**WHAT THE EXERCISE ASKS**
Report every line of the listing below that contains the word "helmet", copying each such line in full. Case counts, so match the word only with the same capitalization.

▼▼▼

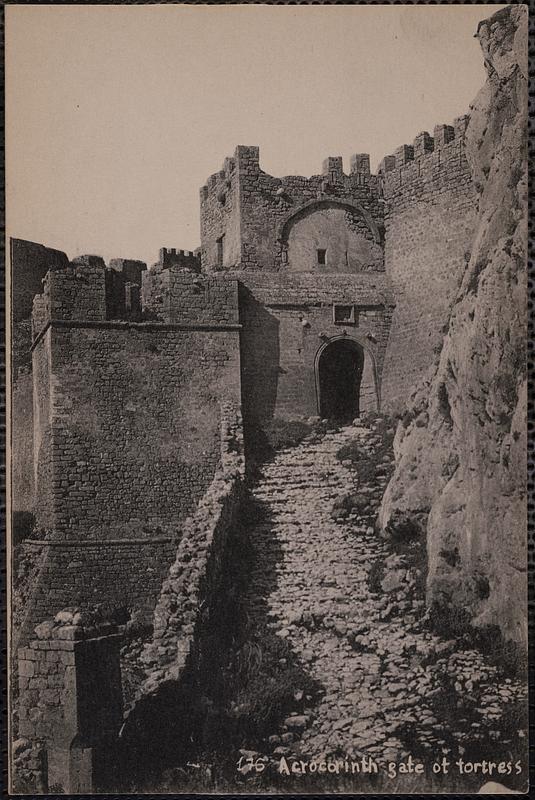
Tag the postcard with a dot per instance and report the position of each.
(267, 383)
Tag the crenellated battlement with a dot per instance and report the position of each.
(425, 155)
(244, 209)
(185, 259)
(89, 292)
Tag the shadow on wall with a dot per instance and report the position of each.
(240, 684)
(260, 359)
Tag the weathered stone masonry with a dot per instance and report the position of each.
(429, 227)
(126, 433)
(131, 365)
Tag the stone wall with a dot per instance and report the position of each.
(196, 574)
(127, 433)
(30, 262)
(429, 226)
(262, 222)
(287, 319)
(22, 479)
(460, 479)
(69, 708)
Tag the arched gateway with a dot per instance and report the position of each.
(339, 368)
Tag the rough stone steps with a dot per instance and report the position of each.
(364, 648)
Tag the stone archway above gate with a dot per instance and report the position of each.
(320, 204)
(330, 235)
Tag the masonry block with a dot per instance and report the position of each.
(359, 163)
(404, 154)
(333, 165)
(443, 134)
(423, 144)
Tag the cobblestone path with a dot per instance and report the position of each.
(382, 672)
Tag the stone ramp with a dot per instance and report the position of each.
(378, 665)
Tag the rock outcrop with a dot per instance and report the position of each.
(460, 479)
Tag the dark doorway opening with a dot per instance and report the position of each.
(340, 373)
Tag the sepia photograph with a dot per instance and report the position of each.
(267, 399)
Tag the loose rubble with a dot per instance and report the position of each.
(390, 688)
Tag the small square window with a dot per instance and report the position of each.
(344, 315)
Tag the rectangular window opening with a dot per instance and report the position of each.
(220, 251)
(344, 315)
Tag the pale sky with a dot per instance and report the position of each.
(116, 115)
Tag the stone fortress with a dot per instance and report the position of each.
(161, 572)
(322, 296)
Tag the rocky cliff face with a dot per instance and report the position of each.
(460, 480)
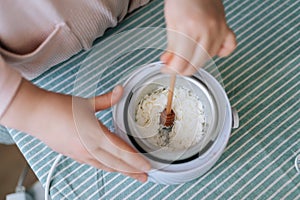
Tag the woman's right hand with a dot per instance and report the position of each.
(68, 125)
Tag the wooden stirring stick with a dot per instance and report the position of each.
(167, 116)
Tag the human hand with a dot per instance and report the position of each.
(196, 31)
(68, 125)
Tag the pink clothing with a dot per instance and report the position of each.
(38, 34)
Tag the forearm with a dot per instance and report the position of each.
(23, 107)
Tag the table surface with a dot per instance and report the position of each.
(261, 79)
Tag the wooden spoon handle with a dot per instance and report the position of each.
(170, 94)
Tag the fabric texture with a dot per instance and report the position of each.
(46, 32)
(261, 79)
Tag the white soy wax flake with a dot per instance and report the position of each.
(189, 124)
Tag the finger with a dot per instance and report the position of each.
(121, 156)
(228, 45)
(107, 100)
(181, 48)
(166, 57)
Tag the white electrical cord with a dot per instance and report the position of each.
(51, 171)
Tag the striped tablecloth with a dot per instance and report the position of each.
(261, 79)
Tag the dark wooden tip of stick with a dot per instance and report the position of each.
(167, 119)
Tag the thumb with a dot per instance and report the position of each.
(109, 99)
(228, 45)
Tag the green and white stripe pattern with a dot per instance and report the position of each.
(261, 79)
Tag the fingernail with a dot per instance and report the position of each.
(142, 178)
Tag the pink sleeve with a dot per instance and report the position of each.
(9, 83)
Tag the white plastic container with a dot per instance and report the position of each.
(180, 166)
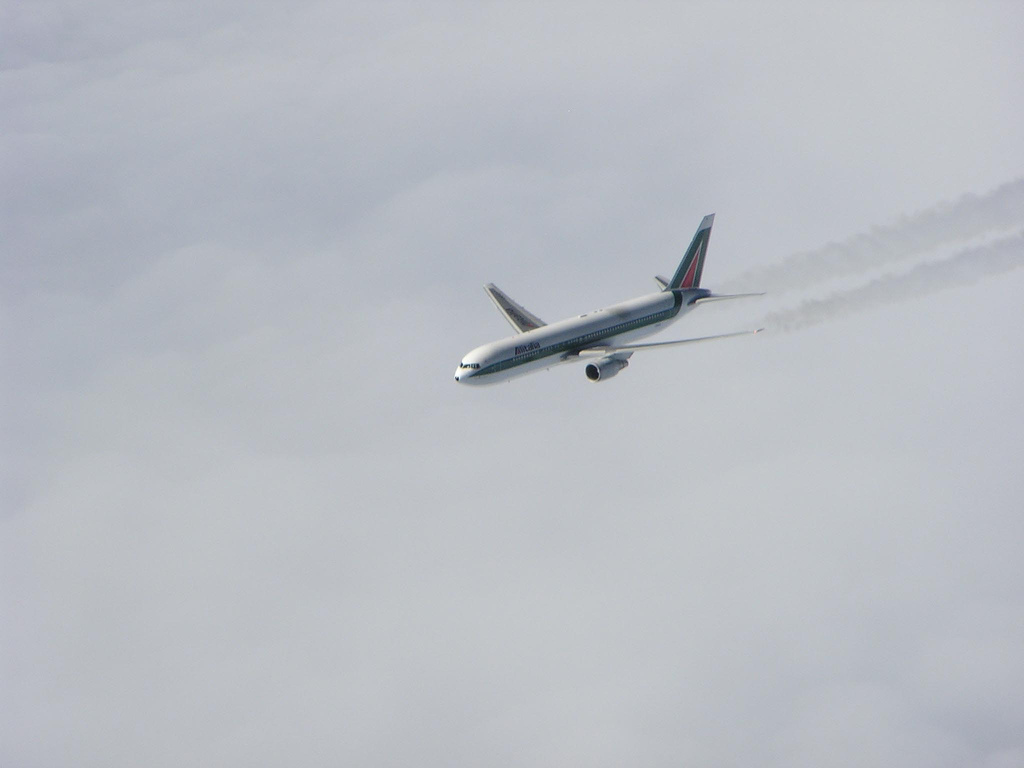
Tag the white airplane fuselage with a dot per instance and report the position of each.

▲▲▲
▼▼▼

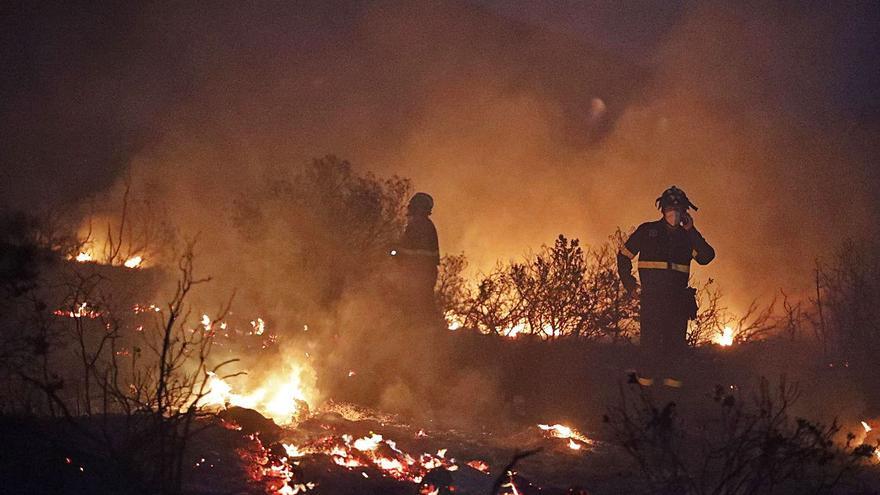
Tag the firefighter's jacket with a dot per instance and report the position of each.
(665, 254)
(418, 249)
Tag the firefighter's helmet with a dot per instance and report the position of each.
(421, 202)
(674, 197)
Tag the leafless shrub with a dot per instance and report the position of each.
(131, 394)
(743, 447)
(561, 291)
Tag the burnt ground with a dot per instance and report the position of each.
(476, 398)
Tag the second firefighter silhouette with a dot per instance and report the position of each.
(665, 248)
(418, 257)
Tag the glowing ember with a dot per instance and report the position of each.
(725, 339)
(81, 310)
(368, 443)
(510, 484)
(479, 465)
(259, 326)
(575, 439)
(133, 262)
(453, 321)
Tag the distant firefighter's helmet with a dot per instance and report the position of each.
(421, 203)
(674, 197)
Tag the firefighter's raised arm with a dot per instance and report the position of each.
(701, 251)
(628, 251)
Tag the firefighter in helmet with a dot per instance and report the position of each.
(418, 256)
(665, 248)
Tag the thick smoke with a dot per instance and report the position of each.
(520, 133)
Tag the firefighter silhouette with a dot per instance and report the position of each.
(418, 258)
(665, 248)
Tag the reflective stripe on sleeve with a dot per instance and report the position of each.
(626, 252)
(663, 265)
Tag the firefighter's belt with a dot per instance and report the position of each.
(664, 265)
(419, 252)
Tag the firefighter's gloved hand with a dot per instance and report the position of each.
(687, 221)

▲▲▲
▼▼▼

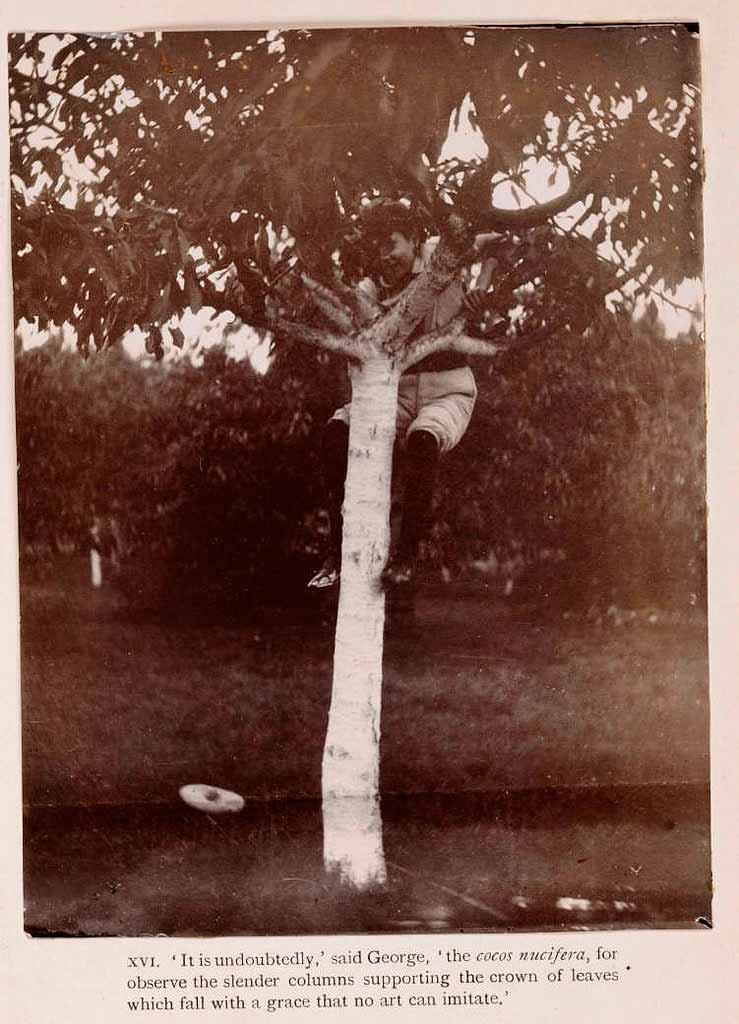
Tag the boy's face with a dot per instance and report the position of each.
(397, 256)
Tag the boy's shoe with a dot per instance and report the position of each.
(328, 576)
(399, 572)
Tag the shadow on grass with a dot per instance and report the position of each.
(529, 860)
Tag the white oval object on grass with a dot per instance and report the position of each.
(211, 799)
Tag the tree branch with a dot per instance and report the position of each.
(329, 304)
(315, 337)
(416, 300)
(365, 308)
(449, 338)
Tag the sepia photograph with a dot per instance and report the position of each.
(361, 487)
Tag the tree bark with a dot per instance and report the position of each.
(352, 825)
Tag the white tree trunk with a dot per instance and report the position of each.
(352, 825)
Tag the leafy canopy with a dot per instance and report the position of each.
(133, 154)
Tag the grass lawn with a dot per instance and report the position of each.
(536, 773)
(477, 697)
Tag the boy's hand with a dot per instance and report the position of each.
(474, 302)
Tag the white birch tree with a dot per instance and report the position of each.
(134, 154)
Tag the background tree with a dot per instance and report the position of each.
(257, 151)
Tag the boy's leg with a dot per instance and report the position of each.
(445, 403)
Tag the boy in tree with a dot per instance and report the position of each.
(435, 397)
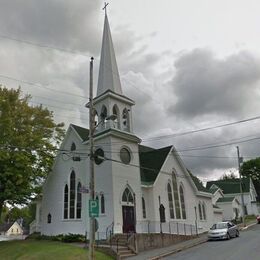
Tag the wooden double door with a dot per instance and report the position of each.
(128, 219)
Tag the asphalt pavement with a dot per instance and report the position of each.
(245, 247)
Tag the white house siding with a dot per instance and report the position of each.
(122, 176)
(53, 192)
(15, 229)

▲▲▲

**WORKED SOLUTION**
Tag the firefighter's helmet with a dot per instance and report the position of each.
Tag the distant firefighter's helmet with a dot per instance and report the position of each.
Tag the firefighter in helmet with a dot per instance and report the position of each.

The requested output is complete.